• [TASK INSTRUCTIONS]:
Could you write the entries out again, exactly as they appear?

• [Text-to-region grounding data]:

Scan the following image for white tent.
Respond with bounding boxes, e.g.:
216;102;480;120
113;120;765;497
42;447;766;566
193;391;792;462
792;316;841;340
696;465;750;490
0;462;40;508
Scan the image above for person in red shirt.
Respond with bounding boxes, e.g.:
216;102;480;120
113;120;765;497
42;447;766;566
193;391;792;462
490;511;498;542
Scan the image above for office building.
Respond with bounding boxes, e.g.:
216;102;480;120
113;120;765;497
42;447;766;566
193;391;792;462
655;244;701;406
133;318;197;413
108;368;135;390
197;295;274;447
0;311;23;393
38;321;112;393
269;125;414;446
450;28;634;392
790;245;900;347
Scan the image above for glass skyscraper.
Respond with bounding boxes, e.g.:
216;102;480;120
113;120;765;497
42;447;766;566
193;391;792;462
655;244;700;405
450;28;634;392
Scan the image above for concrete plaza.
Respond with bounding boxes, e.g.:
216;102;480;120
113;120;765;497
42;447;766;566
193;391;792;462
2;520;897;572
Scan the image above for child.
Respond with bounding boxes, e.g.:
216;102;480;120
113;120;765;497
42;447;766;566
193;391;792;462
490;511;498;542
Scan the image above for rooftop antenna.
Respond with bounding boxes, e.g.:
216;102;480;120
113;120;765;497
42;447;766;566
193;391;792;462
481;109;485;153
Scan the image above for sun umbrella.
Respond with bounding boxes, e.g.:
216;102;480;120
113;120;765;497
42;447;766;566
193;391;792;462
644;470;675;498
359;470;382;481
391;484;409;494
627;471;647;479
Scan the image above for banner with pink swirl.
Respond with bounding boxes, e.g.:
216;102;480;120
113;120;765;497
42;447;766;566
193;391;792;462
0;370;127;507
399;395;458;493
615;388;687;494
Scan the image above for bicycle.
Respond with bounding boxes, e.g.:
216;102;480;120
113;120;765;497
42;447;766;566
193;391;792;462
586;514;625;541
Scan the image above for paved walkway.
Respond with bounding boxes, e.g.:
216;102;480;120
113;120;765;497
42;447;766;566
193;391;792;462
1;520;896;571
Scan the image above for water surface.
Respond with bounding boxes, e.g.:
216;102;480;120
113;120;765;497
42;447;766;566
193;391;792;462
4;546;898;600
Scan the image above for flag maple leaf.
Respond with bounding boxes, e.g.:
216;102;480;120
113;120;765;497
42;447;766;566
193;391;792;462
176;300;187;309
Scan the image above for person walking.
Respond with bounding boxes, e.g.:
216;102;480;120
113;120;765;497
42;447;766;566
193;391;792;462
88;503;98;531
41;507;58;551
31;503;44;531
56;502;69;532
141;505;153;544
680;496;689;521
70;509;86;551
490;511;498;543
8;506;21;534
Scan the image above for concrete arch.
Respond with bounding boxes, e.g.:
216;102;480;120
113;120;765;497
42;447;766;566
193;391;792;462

• [SOLUTION BELOW]:
Scan the following image for white tent.
Respond with bounding boxes, e.g.:
216;102;480;120
113;120;765;497
42;447;766;566
193;391;792;462
792;316;841;340
696;465;750;490
0;462;40;508
Scan the image above for person in red shirt.
Respond with bounding boxes, e.g.:
216;102;480;120
113;120;765;497
42;447;766;566
193;391;792;462
490;511;498;542
Scan the image above for office building.
Respond with bounding boxes, e.g.:
216;102;480;120
113;120;765;497
42;447;766;566
193;391;792;462
655;244;701;406
133;318;197;413
108;368;135;390
197;295;274;447
0;311;23;393
38;321;112;393
269;125;414;446
450;28;634;392
790;245;900;347
Scan the image above for glass skyscraper.
Respond with bounding boxes, e.g.:
216;102;480;120
113;120;765;497
42;447;766;566
193;391;792;462
655;244;700;405
450;28;634;392
Scan the image above for concrete plaza.
Respond with bounding boxes, e.g.:
216;102;480;120
113;120;765;497
42;447;766;566
193;391;792;462
2;520;897;572
Scan the image above for child.
Respond with bounding boxes, e.g.:
216;102;480;120
113;120;765;497
42;447;766;566
193;391;792;462
490;511;498;542
Scan the image above for rooftop antenna.
Respond with bounding boxes, e.g.:
216;102;480;120
113;120;765;497
42;447;766;566
193;391;792;462
481;109;485;153
Scan the image above for sun umbrella.
Respond with bounding boxes, e.g.:
216;102;480;120
113;120;765;497
42;447;766;566
193;391;792;462
644;470;675;498
359;470;382;481
391;484;409;494
627;471;647;479
Scan the image above for banner with pink swirl.
Respond with bounding boxes, e.g.:
216;102;480;120
113;120;765;497
42;447;766;566
193;391;792;462
0;370;127;507
399;395;458;493
615;388;687;494
Scan the image above for bicycle.
Respond with bounding boxes, e.g.:
216;102;480;120
113;120;765;497
42;447;766;566
193;391;792;462
586;514;625;541
Scan the image above for paved walkway.
Respond with bounding boxes, e.g.:
216;102;480;120
113;120;765;497
42;447;766;566
193;391;792;462
1;520;896;571
Scan the image above for water surface.
Respond with bounding boxes, e.g.:
216;102;480;120
113;120;765;497
42;447;766;566
193;391;792;462
4;546;898;600
Scan the image above for flag maple leaf.
Respond with bounding boxes, e.g.:
216;102;480;120
113;120;765;497
42;447;766;566
193;391;792;462
176;300;187;309
Scan the image above for person walking.
Respond with bounding boxes, e.g.:
216;102;480;120
113;120;765;497
42;447;766;566
193;391;792;462
88;503;98;531
41;507;58;551
31;503;44;531
56;502;69;532
141;505;153;544
680;496;689;521
70;509;86;551
490;511;498;543
8;506;21;534
Scan the image above for concrete arch.
Respond with bounding boxes, e.g.:
216;102;480;120
113;120;765;497
42;447;766;566
193;391;792;462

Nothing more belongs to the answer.